CONTRATAPA

Yo lo vi

 Por Eva Giberti

Lo traían, arrastrándolo, sujetándolo desde las axilas. Los pies apenas rozaban el suelo, a pesar de su estatura, pero las rodillas no podían sostenerlo. Habían logrado cubrirlo con una camisa y el pantalón. La cabeza caída sobre el pecho, sin cara que me permitiera reconocerlo. Era Hernán, mi hijo. Acababan de interrumpir la sesión de tortura, sin que aquel que diera la orden “¡Traigan a Invernizzi!” se imaginara que lo habían dejado en ese estado.

El oficial no ignoraba que eso estaba sucediendo, pero el teniente coronel se descuidó. Pretendió ser gentil, aun sabiendo que ese detenido era “su” detenido y debían garantizar su vida y su estado. Por lo tanto, no ignoraba las torturas.

Cuando ese oficial me reconoció en el ingreso/admisión del Regimiento 1º de Patricios, lugar donde yo sabía que lo habían trasladado –si bien la información oficial era: “No se sabe dónde está. Seguramente fugado”– detuvo su auto. “¡Señora! ¿Qué necesita?...”, me preguntó.

Me acompañaba mi abogada, experta en haber ensayado habeas corpus de otros detenidos, quien rápidamente se presentó con nombre y apellido. Entonces el oficial nos invitó a subir a su automóvil, mientras comentaba: “Qué barbaridad, ¿cómo pudo pasarle esto a usted? Yo eduqué a mis hijos leyendo su Escuela para Padres...” No le creí. Yo sabía lo que durante décadas había escrito acerca del despotismo. Pero fue la cortesía que se le ocurrió.

Sinteticé: “Vengo a ver a mi hijo, porque yo sé que está aquí... Y le traigo ropa y productos para la higiene...”. Absolutamente segura de que allí estaba él. Cuando hayan transcurrido otros veinte años, alguien contará cómo lo supe y por qué no dudaba.

Material proporcionado:
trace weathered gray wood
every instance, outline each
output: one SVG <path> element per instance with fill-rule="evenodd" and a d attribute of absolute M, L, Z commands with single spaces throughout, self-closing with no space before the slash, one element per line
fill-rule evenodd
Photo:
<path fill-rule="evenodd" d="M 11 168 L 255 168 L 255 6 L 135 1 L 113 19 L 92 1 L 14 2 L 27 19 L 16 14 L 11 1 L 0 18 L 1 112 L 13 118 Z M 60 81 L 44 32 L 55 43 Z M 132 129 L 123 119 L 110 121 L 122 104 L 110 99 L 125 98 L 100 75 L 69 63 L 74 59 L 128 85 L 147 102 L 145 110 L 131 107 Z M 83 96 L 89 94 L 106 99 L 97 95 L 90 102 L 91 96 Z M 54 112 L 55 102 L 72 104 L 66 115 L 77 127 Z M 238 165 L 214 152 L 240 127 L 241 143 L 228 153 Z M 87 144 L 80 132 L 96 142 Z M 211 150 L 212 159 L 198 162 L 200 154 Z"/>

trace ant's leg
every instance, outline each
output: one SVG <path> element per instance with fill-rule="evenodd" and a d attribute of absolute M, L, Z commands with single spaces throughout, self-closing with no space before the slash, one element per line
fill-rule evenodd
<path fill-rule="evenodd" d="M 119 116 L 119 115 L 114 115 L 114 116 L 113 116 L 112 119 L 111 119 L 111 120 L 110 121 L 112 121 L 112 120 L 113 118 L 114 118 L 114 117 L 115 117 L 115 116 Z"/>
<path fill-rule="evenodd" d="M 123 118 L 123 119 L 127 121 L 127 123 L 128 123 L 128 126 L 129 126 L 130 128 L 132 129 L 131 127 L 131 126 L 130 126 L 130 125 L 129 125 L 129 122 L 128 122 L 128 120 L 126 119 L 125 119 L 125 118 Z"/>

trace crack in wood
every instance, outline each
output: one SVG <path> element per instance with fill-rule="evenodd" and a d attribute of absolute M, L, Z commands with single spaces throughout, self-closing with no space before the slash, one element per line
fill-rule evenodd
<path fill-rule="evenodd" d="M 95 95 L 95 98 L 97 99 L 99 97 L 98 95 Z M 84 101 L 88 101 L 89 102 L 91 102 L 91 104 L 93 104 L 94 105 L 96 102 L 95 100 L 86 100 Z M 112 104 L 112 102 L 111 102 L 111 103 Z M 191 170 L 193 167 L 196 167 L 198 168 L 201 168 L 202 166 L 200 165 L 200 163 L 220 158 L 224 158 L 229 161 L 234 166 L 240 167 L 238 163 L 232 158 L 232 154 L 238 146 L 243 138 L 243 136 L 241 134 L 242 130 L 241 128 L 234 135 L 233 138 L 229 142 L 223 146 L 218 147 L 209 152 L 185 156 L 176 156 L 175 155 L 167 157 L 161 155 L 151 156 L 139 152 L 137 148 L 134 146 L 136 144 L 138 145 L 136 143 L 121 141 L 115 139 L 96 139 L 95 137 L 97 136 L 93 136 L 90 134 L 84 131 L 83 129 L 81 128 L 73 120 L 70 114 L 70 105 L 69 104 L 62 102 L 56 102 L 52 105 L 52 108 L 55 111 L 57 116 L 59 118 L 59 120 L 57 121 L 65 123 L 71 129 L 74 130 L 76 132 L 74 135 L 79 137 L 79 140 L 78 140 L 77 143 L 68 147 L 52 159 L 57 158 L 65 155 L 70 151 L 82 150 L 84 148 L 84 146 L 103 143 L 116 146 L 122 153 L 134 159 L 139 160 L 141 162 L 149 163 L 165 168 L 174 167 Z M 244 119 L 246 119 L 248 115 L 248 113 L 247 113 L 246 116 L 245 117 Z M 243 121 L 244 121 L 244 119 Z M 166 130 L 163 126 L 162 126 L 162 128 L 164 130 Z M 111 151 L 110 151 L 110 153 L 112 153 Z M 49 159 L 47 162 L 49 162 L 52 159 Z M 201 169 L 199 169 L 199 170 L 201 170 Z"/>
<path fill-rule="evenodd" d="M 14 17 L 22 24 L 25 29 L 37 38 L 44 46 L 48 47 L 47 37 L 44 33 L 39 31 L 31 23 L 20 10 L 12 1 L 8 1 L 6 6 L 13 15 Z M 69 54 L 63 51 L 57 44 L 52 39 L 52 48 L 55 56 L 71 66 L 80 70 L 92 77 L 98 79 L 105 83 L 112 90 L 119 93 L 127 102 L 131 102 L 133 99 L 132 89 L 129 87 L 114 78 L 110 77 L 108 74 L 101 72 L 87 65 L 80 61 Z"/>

Instrucciones:
(a) Traduce al inglés esta oración del fragmento: "Habían logrado cubrirlo con una camisa y el pantalón."
(b) Reproduce el fragmento desde "Por Eva Giberti" hasta "ignoraba las torturas.", cambiando "oficial" por "militar".
Las entradas no hacen falta para resolver nada de esto.

Respuestas:
(a) They had managed to cover him with a shirt and the trousers.

(b)
Por Eva Giberti

Lo traían, arrastrándolo, sujetándolo desde las axilas. Los pies apenas rozaban el suelo, a pesar de su estatura, pero las rodillas no podían sostenerlo. Habían logrado cubrirlo con una camisa y el pantalón. La cabeza caída sobre el pecho, sin cara que me permitiera reconocerlo. Era Hernán, mi hijo. Acababan de interrumpir la sesión de tortura, sin que aquel que diera la orden “¡Traigan a Invernizzi!” se imaginara que lo habían dejado en ese estado.

El militar no ignoraba que eso estaba sucediendo, pero el teniente coronel se descuidó. Pretendió ser gentil, aun sabiendo que ese detenido era “su” detenido y debían garantizar su vida y su estado. Por lo tanto, no ignoraba las torturas.